:: Data extracts
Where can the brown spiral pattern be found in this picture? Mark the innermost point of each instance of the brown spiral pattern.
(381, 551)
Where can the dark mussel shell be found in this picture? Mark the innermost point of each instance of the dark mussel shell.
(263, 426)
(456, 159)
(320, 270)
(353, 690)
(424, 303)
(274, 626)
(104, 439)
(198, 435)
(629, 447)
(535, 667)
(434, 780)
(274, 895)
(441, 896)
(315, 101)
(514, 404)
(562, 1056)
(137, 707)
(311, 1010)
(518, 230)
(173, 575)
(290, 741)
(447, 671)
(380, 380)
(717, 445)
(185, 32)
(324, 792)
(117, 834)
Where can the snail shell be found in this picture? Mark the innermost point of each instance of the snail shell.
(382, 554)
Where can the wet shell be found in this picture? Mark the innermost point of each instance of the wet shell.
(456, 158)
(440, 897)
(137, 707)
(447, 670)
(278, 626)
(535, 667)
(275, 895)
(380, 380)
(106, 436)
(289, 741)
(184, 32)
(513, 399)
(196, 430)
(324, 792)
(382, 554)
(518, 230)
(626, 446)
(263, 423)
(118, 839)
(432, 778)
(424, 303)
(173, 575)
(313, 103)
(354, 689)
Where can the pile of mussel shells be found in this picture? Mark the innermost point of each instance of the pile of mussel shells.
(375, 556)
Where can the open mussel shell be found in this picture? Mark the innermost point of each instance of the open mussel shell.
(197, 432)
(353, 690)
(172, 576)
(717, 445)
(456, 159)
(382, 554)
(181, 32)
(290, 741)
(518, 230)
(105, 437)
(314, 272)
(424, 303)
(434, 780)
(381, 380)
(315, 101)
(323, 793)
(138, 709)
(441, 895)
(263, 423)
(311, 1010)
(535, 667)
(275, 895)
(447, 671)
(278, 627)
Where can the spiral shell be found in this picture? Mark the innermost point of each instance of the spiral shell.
::::
» Assignment
All of the material should appear again, reproduced word for word.

» Answer space
Where can the brown spiral pattern be found in this picture? Mark the innermost point of each instance of the brown spiral pattern.
(381, 551)
Where can the dark mussel shell be found in this picture? Mark the innermost point of each instance of the dark mussel shell.
(263, 426)
(456, 159)
(320, 270)
(353, 690)
(424, 303)
(274, 626)
(104, 439)
(198, 435)
(629, 447)
(535, 667)
(434, 780)
(274, 895)
(441, 896)
(315, 101)
(514, 404)
(562, 1056)
(137, 707)
(311, 1010)
(518, 230)
(173, 575)
(290, 741)
(447, 671)
(380, 380)
(717, 445)
(185, 32)
(324, 792)
(117, 834)
Where can the snail shell be found in this picture? Mark the innermost point of each instance of the snail shell.
(382, 554)
Where can the wet shell be found in this picture? Mark the innermost point of each instance of the wet shell.
(456, 158)
(440, 897)
(137, 707)
(447, 670)
(278, 626)
(535, 667)
(275, 895)
(380, 380)
(106, 436)
(289, 741)
(184, 32)
(513, 399)
(196, 430)
(324, 792)
(382, 554)
(518, 230)
(626, 446)
(263, 423)
(118, 839)
(432, 778)
(424, 303)
(173, 575)
(313, 103)
(354, 689)
Where can the pile of mussel shells be found in this picture? Mark the innermost point of each instance of the pile of mussel shells.
(375, 556)
Where can the open mussel shell be found in this picture? Mark the innermost point of each instance of the open mussel shell.
(197, 432)
(353, 690)
(172, 576)
(717, 445)
(456, 159)
(382, 554)
(181, 32)
(290, 741)
(518, 230)
(105, 437)
(314, 272)
(424, 303)
(434, 780)
(381, 380)
(315, 101)
(323, 793)
(138, 709)
(441, 895)
(263, 423)
(311, 1010)
(535, 667)
(275, 895)
(447, 671)
(278, 627)
Where can the spiral shell be found in this picture? Mark the innermost point of each instance of the spiral shell.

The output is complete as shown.